━━━━━ MATERIAL PROVIDED ━━━━━

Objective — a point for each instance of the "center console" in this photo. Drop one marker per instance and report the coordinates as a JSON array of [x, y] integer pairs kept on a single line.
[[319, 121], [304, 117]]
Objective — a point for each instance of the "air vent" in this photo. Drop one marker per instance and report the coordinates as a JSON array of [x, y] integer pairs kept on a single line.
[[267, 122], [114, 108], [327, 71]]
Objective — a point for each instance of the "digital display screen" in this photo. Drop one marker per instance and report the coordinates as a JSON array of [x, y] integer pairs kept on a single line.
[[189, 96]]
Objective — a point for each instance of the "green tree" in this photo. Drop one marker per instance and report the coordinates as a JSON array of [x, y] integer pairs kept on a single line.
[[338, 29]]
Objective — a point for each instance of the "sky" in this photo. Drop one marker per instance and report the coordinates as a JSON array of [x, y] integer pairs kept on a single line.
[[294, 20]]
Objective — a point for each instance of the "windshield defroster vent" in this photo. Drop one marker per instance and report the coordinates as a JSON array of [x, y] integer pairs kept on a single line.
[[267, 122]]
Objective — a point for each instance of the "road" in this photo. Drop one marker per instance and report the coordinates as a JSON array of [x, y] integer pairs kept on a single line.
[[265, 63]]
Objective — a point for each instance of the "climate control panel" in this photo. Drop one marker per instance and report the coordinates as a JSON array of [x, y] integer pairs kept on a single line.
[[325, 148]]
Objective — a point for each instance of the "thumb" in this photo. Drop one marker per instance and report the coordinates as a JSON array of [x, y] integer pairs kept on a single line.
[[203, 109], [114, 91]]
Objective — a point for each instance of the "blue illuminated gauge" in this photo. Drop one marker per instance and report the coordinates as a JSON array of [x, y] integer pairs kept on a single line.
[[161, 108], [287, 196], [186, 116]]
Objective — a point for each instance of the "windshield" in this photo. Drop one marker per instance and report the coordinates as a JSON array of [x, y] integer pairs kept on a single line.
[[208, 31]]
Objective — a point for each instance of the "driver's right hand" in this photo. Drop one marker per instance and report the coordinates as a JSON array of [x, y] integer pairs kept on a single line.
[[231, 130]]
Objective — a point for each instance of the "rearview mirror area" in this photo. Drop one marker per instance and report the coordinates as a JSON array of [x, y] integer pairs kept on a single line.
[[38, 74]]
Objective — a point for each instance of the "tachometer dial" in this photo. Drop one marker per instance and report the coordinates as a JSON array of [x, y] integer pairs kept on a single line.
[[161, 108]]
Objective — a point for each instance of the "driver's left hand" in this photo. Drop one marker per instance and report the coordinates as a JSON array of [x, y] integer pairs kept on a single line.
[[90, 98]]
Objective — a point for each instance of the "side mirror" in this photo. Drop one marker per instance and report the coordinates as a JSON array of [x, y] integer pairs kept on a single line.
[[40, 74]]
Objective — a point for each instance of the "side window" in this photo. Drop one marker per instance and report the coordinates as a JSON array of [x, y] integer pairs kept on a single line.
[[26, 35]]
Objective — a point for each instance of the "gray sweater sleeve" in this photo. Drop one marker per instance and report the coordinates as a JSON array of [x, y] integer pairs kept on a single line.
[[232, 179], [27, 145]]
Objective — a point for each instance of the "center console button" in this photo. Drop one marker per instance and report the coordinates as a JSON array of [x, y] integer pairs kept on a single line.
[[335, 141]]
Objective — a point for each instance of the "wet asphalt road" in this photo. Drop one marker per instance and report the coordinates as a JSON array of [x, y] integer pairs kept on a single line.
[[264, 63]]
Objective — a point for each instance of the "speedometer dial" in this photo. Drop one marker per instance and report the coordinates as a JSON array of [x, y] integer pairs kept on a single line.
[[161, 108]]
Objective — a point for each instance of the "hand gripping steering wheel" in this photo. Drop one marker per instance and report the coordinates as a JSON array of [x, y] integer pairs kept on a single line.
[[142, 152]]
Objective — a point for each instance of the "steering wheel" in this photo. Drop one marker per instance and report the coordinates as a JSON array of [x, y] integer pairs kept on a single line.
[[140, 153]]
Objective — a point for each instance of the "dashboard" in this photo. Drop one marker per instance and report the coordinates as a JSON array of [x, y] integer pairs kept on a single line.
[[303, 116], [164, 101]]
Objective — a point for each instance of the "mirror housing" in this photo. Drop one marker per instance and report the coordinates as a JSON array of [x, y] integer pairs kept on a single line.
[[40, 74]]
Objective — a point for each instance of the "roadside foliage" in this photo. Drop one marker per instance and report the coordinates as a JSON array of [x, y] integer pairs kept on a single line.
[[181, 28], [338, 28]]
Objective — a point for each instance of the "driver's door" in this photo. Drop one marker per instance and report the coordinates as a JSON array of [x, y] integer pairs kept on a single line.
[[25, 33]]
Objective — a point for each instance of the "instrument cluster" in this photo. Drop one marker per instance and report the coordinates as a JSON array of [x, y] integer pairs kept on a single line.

━━━━━

EXERCISE AIM:
Nothing in the records may be left out; reproduce them exactly.

WRITTEN SOLUTION:
Objective — a point for each instance of the "center console" in this photo. Drop one marker per instance and report the coordinates as a JSON array of [x, y] integer pairs kept on a single line.
[[319, 121], [304, 117]]
Objective — a point for each instance of the "air vent" in this photo. Drop one marker per instance and report the coordinates as a JSON array of [x, y] integer pairs kept on a single line.
[[267, 122], [114, 108], [327, 71]]
Objective — a point for each instance of the "digital display screen" in this photo. Drop one marker per instance and report the coordinates as a JSON array of [x, y] integer pairs kept on a single line.
[[189, 96]]
Objective — a point for each instance of the "green tree" in this photo. Drop one marker per instance and report the coordinates as a JSON array of [x, y] integer pairs kept on a single line.
[[338, 29]]
Objective — a point for each instance of the "sky" in this photo. Drop one marker per instance and report the coordinates as a JSON array of [x, y] integer pairs kept on a single line.
[[294, 20]]
Objective — a point for each instance of the "windshield defroster vent" in this photo. Drop one marker per instance and report the coordinates as a JSON array of [x, y] integer pairs kept on a single line.
[[267, 122]]
Objective — a point for each instance of the "road" in this photo. Drop one marker per instance and report the coordinates as a JSON array of [x, y] integer pairs kept on a single line.
[[265, 63]]
Objective — a point for each instance of the "climate control panel" in this photo. Drop one marker per instance and report the coordinates as a JSON array of [x, y] integer pairs kept on a single line.
[[325, 148]]
Objective — a point for each instance of the "thumb" in this photo. Drop one marker per instance and report the coordinates as a JSON array of [x, y] integer pairs kept on a single line.
[[203, 109], [114, 91]]
Objective — a point for each instance of the "blue illuminated gauge" in this photo. Drop one marker per instance and report the coordinates as a JSON array of [x, y] integer pairs kept on a single line.
[[161, 108], [287, 196], [186, 116]]
Objective — a point for each instance of the "windshield" in this photo. Drop one marker per instance and report the coordinates as a JSON array of [x, y] integer pairs kept on a single line.
[[208, 31]]
Objective — a point for each instance of the "driver's right hand" in this photo. Drop one marker per instance and report the coordinates as a JSON array of [x, y] integer pairs kept on a single line.
[[231, 130]]
Objective — a point for each instance of the "rearview mirror area" in this photo. Drop one marker per instance and report the coordinates as a JSON array of [x, y] integer pairs kept on a single line.
[[38, 74]]
Objective — a point for each instance of the "tachometer dial" in this photo. Drop one marker per instance and report the coordinates as a JSON array of [x, y] integer pairs kept on a single line.
[[161, 108]]
Objective — a point for each instance of the "driver's left hand" in this photo. Drop one marker per instance and report the coordinates as a JSON array of [x, y] integer pairs kept on a single line.
[[90, 98]]
Objective — a point for each instance of the "side mirror" in this photo. Drop one marker per instance and report the coordinates as a JSON array of [x, y] integer pairs kept on a single line.
[[40, 74]]
Objective — a point for each instance of the "side window" in this photo. Drop one marker per instance and report the coordinates as a JSON array of [x, y] integer pairs kept on a single line.
[[26, 35]]
Objective — a point for each instance of the "gray sweater sleeve" in this photo. Drop one marker per instance and report the coordinates as a JSON array of [x, y] integer pairs kept on a single line.
[[232, 179], [27, 145]]
Objective — a point for each instance of the "center console button" in this photo. Drop one marker per instance and report the coordinates as a JSON array of [x, y] integer pairs kept on a single line.
[[335, 141]]
Objective — a point for each instance of the "wet asphalt road" in this photo. Drop one marker per instance and report the coordinates as a JSON array of [x, y] integer pairs kept on a single line.
[[264, 63]]
Objective — a point for each instance of the "speedometer dial" in this photo. Drop one marker per instance and report the coordinates as a JSON array of [x, y] integer pairs kept on a single line.
[[161, 108]]
Objective — a point for each instance of the "hand gripping steering wheel" in this photo. Drop one marker per instance and report the coordinates as a JSON array of [x, y] integer pairs kept on a single line.
[[142, 152]]
Objective — a point for each instance of the "steering wheel" in this photo. Drop one marker per instance and report the coordinates as a JSON array of [x, y] integer pairs kept on a single line.
[[140, 153]]
Objective — a point for each instance of the "dashboard" in this photo. Drop one marker per instance and report the coordinates as a JSON array of [x, y] integer pairs kept on a single line.
[[303, 116], [164, 101]]
Objective — a point for each instance of the "mirror housing" in this photo. Drop one marker per instance and report the coordinates as a JSON array of [x, y] integer pairs kept on a single line.
[[40, 74]]
Objective — a point for each instance of the "roadside foliage" in this photo. Drop one marker per instance and report the coordinates as a JSON array of [x, y] integer pairs kept on a single line.
[[181, 28], [338, 28]]
Objective — a point for each instance of the "driver's door" in this photo. Drop one marker per instance and report the coordinates as a JSON array of [x, y] integer pairs kept on a single line.
[[25, 33]]
Objective — a point for each instance of the "instrument cluster" in this photo. Drop one marker per instance and report the coordinates as a JSON array of [x, y] integer pairs kept on a single line.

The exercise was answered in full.